A block of data:
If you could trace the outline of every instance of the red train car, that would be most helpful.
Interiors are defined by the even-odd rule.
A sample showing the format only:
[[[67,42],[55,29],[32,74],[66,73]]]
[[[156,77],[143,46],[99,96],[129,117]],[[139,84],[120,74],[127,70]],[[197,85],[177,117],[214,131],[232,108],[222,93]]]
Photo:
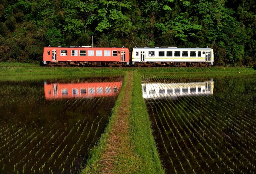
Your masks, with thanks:
[[[120,92],[122,82],[44,83],[46,100],[68,98],[90,98],[116,95]]]
[[[48,66],[118,66],[129,65],[126,48],[98,48],[90,46],[45,47],[43,64]]]

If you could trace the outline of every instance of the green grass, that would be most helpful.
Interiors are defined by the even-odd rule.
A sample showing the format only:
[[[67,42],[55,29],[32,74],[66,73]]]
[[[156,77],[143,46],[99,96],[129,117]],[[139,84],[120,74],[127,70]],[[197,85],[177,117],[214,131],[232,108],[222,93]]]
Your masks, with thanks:
[[[146,104],[142,96],[141,77],[134,72],[130,136],[135,153],[142,159],[142,173],[164,173],[155,142],[152,134],[151,122]]]
[[[21,63],[21,62],[0,62],[1,66],[40,66],[40,64],[38,62],[35,63]]]
[[[111,172],[113,173],[164,173],[160,160],[155,142],[152,135],[151,123],[147,113],[146,104],[141,93],[140,74],[134,72],[134,85],[132,89],[131,103],[132,110],[130,110],[129,122],[130,125],[128,138],[130,140],[132,152],[122,154],[116,157],[114,168]],[[122,99],[127,92],[126,86],[128,83],[128,73],[126,73],[124,80],[124,86],[116,101],[115,107],[106,131],[99,140],[97,146],[90,152],[86,166],[81,173],[97,173],[100,167],[103,166],[99,162],[101,155],[106,148],[106,139],[109,133],[113,128],[115,115],[118,113],[116,108],[124,105]]]
[[[90,151],[89,152],[88,159],[87,162],[86,166],[81,172],[82,174],[98,173],[100,172],[99,170],[100,167],[102,167],[101,164],[99,164],[100,159],[101,157],[101,155],[106,148],[106,140],[109,137],[110,132],[111,132],[111,129],[113,128],[114,117],[118,111],[117,108],[123,104],[122,101],[125,97],[125,89],[128,82],[127,80],[128,76],[128,74],[127,73],[125,75],[124,85],[112,110],[112,114],[110,118],[109,123],[106,127],[104,133],[102,134],[99,140],[97,145],[94,146],[90,149]]]

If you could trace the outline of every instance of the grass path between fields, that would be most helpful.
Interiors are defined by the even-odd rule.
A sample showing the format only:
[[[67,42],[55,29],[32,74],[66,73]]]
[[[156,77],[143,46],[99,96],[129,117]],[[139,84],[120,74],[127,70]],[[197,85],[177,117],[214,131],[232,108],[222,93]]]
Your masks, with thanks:
[[[122,88],[105,132],[81,173],[164,173],[142,97],[140,74],[126,73]]]

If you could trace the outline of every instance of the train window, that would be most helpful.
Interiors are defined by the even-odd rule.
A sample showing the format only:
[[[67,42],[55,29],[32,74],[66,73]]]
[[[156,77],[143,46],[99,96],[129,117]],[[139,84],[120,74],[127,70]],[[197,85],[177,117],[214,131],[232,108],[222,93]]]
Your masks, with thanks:
[[[68,89],[62,89],[61,94],[62,95],[68,95]]]
[[[172,51],[167,51],[166,52],[166,56],[167,57],[171,57],[172,56]]]
[[[88,50],[87,54],[88,56],[94,56],[94,50]]]
[[[60,50],[60,56],[68,56],[68,50]]]
[[[110,56],[110,50],[104,50],[104,56]]]
[[[103,94],[103,87],[97,88],[97,94]]]
[[[118,91],[118,90],[117,89],[117,87],[113,88],[113,92],[117,92]]]
[[[86,88],[82,88],[80,90],[81,94],[85,94],[87,93],[87,90]]]
[[[78,88],[72,88],[72,95],[78,94]]]
[[[155,56],[154,51],[148,51],[148,56]]]
[[[190,57],[196,57],[196,52],[190,51]]]
[[[80,50],[79,51],[79,56],[85,56],[86,55],[86,50]]]
[[[89,88],[88,93],[90,94],[95,94],[95,88]]]
[[[105,88],[105,94],[111,93],[111,87]]]
[[[102,56],[102,50],[96,50],[96,56]]]
[[[112,53],[112,56],[117,56],[117,51],[113,51]]]
[[[174,51],[174,56],[175,57],[179,57],[180,56],[180,51]]]
[[[158,56],[159,57],[163,57],[164,56],[164,51],[160,51],[158,53]]]
[[[182,57],[188,57],[188,51],[182,51]]]
[[[77,56],[77,50],[71,50],[71,56]]]

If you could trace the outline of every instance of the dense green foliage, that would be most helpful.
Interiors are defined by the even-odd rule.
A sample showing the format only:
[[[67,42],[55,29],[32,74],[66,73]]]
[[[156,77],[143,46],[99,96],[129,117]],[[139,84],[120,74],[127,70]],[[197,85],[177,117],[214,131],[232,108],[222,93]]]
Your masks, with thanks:
[[[0,61],[44,47],[212,48],[216,65],[255,66],[256,0],[0,0]]]

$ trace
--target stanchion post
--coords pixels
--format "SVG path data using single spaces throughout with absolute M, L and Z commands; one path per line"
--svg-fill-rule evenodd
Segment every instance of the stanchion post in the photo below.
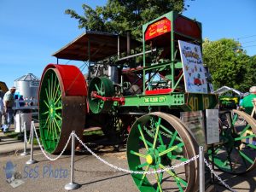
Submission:
M 205 191 L 205 156 L 204 148 L 199 147 L 199 192 Z
M 29 154 L 28 152 L 26 152 L 26 121 L 23 124 L 23 135 L 24 135 L 24 151 L 20 154 L 20 156 L 26 156 Z
M 33 151 L 34 151 L 34 148 L 34 148 L 34 143 L 33 143 L 33 141 L 34 141 L 34 122 L 33 121 L 31 122 L 30 131 L 31 131 L 31 150 L 30 150 L 30 160 L 26 162 L 26 164 L 27 164 L 27 165 L 35 164 L 38 162 L 38 160 L 35 160 L 33 159 Z
M 74 169 L 74 154 L 75 154 L 75 131 L 72 132 L 72 146 L 71 146 L 71 166 L 70 166 L 70 183 L 65 185 L 66 190 L 74 190 L 80 187 L 80 185 L 73 182 L 73 169 Z

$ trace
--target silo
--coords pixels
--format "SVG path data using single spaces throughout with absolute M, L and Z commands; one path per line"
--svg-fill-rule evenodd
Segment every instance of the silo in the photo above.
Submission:
M 28 99 L 31 97 L 38 99 L 39 84 L 40 79 L 32 73 L 23 75 L 15 80 L 15 85 L 17 88 L 16 91 L 19 91 L 19 94 L 23 96 L 23 98 L 26 97 Z

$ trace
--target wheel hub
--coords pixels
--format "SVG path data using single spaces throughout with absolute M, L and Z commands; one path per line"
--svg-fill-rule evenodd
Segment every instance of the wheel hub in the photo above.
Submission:
M 148 154 L 146 156 L 146 161 L 147 163 L 148 163 L 149 165 L 153 164 L 154 162 L 154 157 L 152 154 Z
M 55 119 L 55 105 L 53 102 L 49 102 L 49 113 L 51 119 Z

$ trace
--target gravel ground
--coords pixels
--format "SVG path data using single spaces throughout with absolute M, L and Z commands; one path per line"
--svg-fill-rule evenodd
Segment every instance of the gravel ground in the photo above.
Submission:
M 1 147 L 1 146 L 0 146 Z M 127 169 L 125 149 L 116 152 L 113 148 L 94 148 L 97 154 L 107 161 Z M 19 154 L 0 155 L 0 191 L 1 192 L 48 192 L 67 191 L 65 184 L 70 182 L 70 156 L 62 155 L 56 161 L 49 161 L 39 150 L 35 151 L 34 159 L 38 163 L 27 166 L 29 156 L 22 157 Z M 3 167 L 11 160 L 16 171 L 22 175 L 23 184 L 13 188 L 6 182 Z M 227 184 L 237 192 L 255 192 L 256 170 L 243 175 L 232 176 L 218 172 Z M 130 174 L 117 172 L 104 165 L 90 154 L 76 153 L 75 182 L 81 187 L 74 191 L 88 192 L 130 192 L 138 191 Z M 61 177 L 61 178 L 60 178 Z M 216 191 L 229 191 L 225 188 L 215 184 Z

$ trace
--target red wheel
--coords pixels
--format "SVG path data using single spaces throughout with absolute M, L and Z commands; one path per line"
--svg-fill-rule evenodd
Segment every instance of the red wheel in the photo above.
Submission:
M 87 86 L 75 66 L 48 65 L 39 87 L 39 129 L 44 149 L 62 150 L 70 133 L 81 138 L 85 125 Z

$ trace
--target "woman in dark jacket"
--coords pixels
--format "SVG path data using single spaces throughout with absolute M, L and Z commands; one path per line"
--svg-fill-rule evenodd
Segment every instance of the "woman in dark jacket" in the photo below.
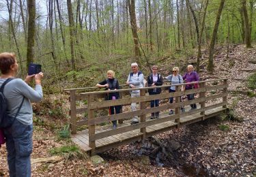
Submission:
M 154 65 L 152 67 L 152 73 L 147 77 L 147 84 L 148 86 L 156 86 L 162 85 L 162 77 L 160 74 L 157 73 L 158 68 L 157 66 Z M 161 93 L 161 88 L 155 88 L 152 89 L 149 89 L 148 92 L 150 95 L 156 95 Z M 159 99 L 151 100 L 150 107 L 159 106 Z M 151 118 L 158 118 L 159 112 L 151 113 Z
M 107 79 L 98 83 L 96 84 L 97 87 L 105 87 L 106 91 L 111 91 L 111 90 L 117 90 L 120 89 L 120 86 L 118 83 L 118 80 L 115 78 L 115 72 L 112 70 L 109 70 L 106 72 Z M 112 100 L 112 99 L 117 99 L 119 98 L 119 95 L 118 92 L 114 93 L 109 93 L 106 95 L 106 100 Z M 120 113 L 121 106 L 114 106 L 109 107 L 109 114 L 114 114 L 115 110 L 115 114 Z M 117 120 L 112 121 L 113 123 L 113 128 L 115 129 L 117 128 Z

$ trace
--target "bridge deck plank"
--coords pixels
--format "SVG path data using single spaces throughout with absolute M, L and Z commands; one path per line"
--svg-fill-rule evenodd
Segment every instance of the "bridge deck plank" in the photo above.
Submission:
M 212 110 L 206 110 L 205 113 L 205 117 L 210 118 L 219 114 L 225 110 L 225 109 L 223 108 L 222 107 L 218 107 Z M 162 112 L 160 114 L 160 118 L 165 117 L 168 115 L 168 112 Z M 182 115 L 182 114 L 181 114 L 181 116 Z M 194 114 L 192 115 L 186 116 L 185 117 L 181 117 L 180 123 L 182 125 L 185 125 L 196 121 L 199 121 L 201 118 L 202 115 L 200 115 L 200 113 Z M 146 121 L 149 120 L 150 120 L 150 118 L 147 117 Z M 117 128 L 129 126 L 130 125 L 130 122 L 131 120 L 124 120 L 124 123 L 117 125 Z M 148 133 L 148 135 L 146 136 L 148 137 L 150 135 L 162 132 L 163 131 L 168 131 L 171 128 L 175 127 L 177 123 L 175 123 L 174 120 L 170 120 L 149 126 L 146 127 L 146 133 Z M 96 133 L 100 133 L 111 129 L 112 129 L 112 123 L 97 127 L 96 129 Z M 101 150 L 108 149 L 108 146 L 109 146 L 109 148 L 118 147 L 119 146 L 120 146 L 120 144 L 122 144 L 122 142 L 132 142 L 132 140 L 134 140 L 134 141 L 137 140 L 138 137 L 141 136 L 142 134 L 143 133 L 140 132 L 140 129 L 135 129 L 133 131 L 97 140 L 96 141 L 96 151 L 100 152 Z M 89 146 L 89 133 L 87 129 L 79 131 L 75 135 L 72 135 L 72 140 L 74 143 L 77 144 L 81 148 L 85 151 L 90 151 L 91 150 L 91 148 Z M 116 144 L 115 146 L 115 144 Z

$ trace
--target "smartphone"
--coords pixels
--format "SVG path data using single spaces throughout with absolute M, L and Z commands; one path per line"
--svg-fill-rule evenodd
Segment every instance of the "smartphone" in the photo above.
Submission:
M 29 65 L 28 74 L 29 76 L 41 72 L 42 65 L 39 64 L 30 63 Z

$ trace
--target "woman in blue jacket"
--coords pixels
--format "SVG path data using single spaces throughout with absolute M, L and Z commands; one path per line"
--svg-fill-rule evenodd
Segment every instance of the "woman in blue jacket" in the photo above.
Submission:
M 147 77 L 147 84 L 148 86 L 156 86 L 162 85 L 162 77 L 158 73 L 158 67 L 156 65 L 154 65 L 152 67 L 152 73 Z M 156 95 L 161 93 L 161 88 L 155 88 L 152 89 L 149 89 L 148 92 L 150 95 Z M 150 107 L 157 107 L 159 106 L 159 99 L 151 100 Z M 151 118 L 159 118 L 159 112 L 151 113 Z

▶ [STATED TASK]
Count the lines in the entries above that contain the string "blue", treating case as significant, and give only the number.

▶ [RESULT FOR THIS TASK]
2